Reproduce every one of the entries below word for word, leaving out the pictures.
━━━━━ GIVEN RECORDS
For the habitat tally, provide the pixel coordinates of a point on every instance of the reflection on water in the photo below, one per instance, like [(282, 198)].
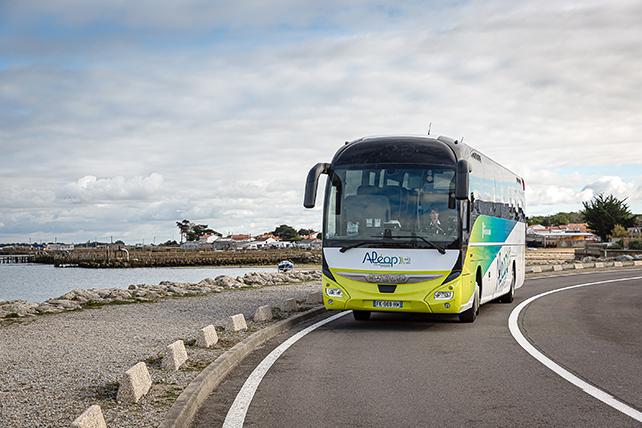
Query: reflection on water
[(35, 282)]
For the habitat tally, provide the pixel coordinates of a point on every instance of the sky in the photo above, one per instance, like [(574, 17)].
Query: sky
[(119, 118)]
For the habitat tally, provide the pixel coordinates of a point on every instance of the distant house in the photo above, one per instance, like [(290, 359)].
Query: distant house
[(309, 244), (59, 247), (282, 244), (262, 243), (635, 232), (566, 235), (195, 245), (209, 238), (240, 237), (265, 236), (310, 236)]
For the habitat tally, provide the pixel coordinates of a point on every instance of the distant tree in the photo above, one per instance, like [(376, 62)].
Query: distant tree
[(287, 233), (602, 213), (619, 231), (184, 227), (192, 232), (556, 219)]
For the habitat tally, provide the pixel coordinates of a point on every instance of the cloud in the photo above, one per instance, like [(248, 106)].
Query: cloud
[(222, 124), (613, 185), (92, 189)]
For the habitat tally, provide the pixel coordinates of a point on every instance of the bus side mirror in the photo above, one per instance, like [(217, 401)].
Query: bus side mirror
[(312, 183), (461, 184)]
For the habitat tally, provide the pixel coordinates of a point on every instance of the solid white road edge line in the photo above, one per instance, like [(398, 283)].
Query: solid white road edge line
[(565, 374), (236, 415)]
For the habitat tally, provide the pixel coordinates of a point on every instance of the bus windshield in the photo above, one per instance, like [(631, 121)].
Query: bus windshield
[(373, 202)]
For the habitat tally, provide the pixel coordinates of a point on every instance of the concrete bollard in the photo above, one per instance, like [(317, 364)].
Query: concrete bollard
[(135, 383), (314, 298), (90, 418), (263, 313), (207, 337), (236, 323), (290, 305), (175, 356)]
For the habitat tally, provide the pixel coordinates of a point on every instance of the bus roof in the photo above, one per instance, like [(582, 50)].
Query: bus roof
[(460, 149)]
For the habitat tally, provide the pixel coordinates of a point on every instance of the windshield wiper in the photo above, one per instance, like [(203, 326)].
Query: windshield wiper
[(439, 248), (355, 245)]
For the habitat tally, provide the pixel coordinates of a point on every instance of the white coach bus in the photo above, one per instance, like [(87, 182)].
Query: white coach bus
[(418, 224)]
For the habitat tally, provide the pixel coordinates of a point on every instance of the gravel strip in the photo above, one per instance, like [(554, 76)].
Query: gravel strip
[(53, 367)]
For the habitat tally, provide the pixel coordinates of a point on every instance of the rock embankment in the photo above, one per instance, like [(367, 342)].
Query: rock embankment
[(78, 299)]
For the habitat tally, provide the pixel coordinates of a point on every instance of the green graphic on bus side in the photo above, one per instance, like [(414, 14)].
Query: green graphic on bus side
[(489, 229)]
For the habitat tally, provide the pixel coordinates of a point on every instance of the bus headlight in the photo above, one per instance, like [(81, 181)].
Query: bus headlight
[(443, 295), (334, 292)]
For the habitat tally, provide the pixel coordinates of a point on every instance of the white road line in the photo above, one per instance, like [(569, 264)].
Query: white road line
[(236, 415), (565, 374)]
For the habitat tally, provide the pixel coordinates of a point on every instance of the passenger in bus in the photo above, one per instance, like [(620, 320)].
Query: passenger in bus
[(434, 226)]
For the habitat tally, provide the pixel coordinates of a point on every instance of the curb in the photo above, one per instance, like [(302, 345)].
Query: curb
[(534, 269), (188, 402)]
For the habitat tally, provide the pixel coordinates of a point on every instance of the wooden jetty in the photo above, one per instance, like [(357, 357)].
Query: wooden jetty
[(17, 258)]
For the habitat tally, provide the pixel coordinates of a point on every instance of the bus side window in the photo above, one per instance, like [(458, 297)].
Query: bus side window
[(465, 216)]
━━━━━━━━━━
• CORRECT RESULT:
For the habitat tally, provide the pixel coordinates of a point on every instance of the reflection on water in the photo below, one per instance, like [(282, 198)].
Query: reflection on water
[(35, 282)]
For the habitat tally, provide the pixel coordinates of a point on every instance of the sky in the photo above, one per instance, like [(574, 17)].
Query: sky
[(119, 118)]
For the habitat tally, provide the pixel coordinates of a point on every instance of the distant house in the photo above, one per instance, like [(290, 359)].
Query: distant house
[(309, 244), (59, 247), (282, 244), (262, 243), (635, 232), (566, 235), (195, 245), (209, 238), (240, 237), (265, 236), (310, 236)]
For the habitat tally, provide the pixel coordinates of a point on every instance of the distant tree in the photo above, one per instance, like [(376, 62)].
Query: distant tree
[(287, 233), (602, 213), (619, 231), (184, 227), (192, 232), (556, 219)]
For the habitat tally, provide the pixel coordinates of a point on every instance of the cloud in the photo above, one per instance, like [(248, 106)].
Query: cloud
[(222, 124), (613, 185), (92, 189)]
For the habitat tally, provide the pixel coordinates of a point on every instance of the bus side mirror in the photo above, one per instance, like [(217, 401)].
Query: bus side mirror
[(312, 183), (461, 184)]
For the habitat tally, provide the pixel coordinates of a point on every instance of the solid white road edge line in the photo above, one per instance, like [(398, 283)].
Query: solid white road edge line
[(565, 374), (236, 415)]
For the habitat tally, provide the pixel coordinates of a point on every instance of the bus windshield in the photo above, one per instance, like [(631, 121)].
Query: bus windshield
[(373, 202)]
For the habitat tally, provide the pixel coordinates of a point on every instance of the concrete bollard in the photo above, one per instance, like [(317, 364)].
Query: concrete bollard
[(135, 383), (314, 298), (90, 418), (263, 313), (207, 337), (236, 323), (290, 305), (175, 356)]
For the habitat tally, provide the pixel coordinates of a point on every instance of the bus roof in the photo above, one per instance, like [(582, 50)].
Query: bus roof
[(460, 149)]
For the habitat tally, provide the pixel coordinates of a point on every instance of the windshield wiper in the photo above, one per instance, like [(203, 326)].
Query: windshield wiper
[(439, 248), (355, 245)]
For the habitat tally, provide the pixel coordinates of a point on every instance of the white coach bus in the photo above, one per instance, like [(87, 182)].
Query: white coach bus
[(418, 224)]
For the habitat tally, provide the pixel coordinates of a point on every instance of the gravel strip in the photo above, one per instance, like [(554, 76)].
Query: gravel strip
[(53, 367)]
For the habitat tally, provide the pixel coordinates of a point on every instance of the rock embankment in the photo above, one per instance, like [(367, 342)].
Query: rock embankment
[(78, 299)]
For the habitat tally, provide the pixel coordinates of a point on every instance of the green graphic on bus side in the photo above, one per instance, like [(414, 14)].
Query: green graphic on bus side
[(489, 229)]
For the habitat tally, provide the pixel coordinates of a point on every instance of the bus headlight in the photo above, one per instance, like [(81, 181)].
Query: bus headlight
[(443, 295), (334, 292)]
For the habitat tally, provide the pixel coordinates of a point on every instance of the white road line in the photo above, one per instance, like [(569, 264)].
Query: white road line
[(236, 415), (565, 374)]
For the habitat tally, provide the pixel coordinates of a point on every instance of the passenger in bus in the photo above, one per instance, like [(620, 320)].
Query: passenger in bus
[(434, 226)]
For the habitat tally, provide the pixel coordinates of a point on every instance of the curb in the photo above, one per instance, like [(302, 345)].
Query: curb
[(534, 269), (188, 402)]
For the habitat tally, provide the pixel coordinates of a point on every instance of the wooden jetty in the photo above, one per instance, like [(357, 357)].
Query: wooden jetty
[(17, 258)]
For the habitat tally, provide the pixel coordinates of a point on every instance of the bus side window in the photo above, one per instance, like [(458, 297)].
Query: bus side window
[(465, 216)]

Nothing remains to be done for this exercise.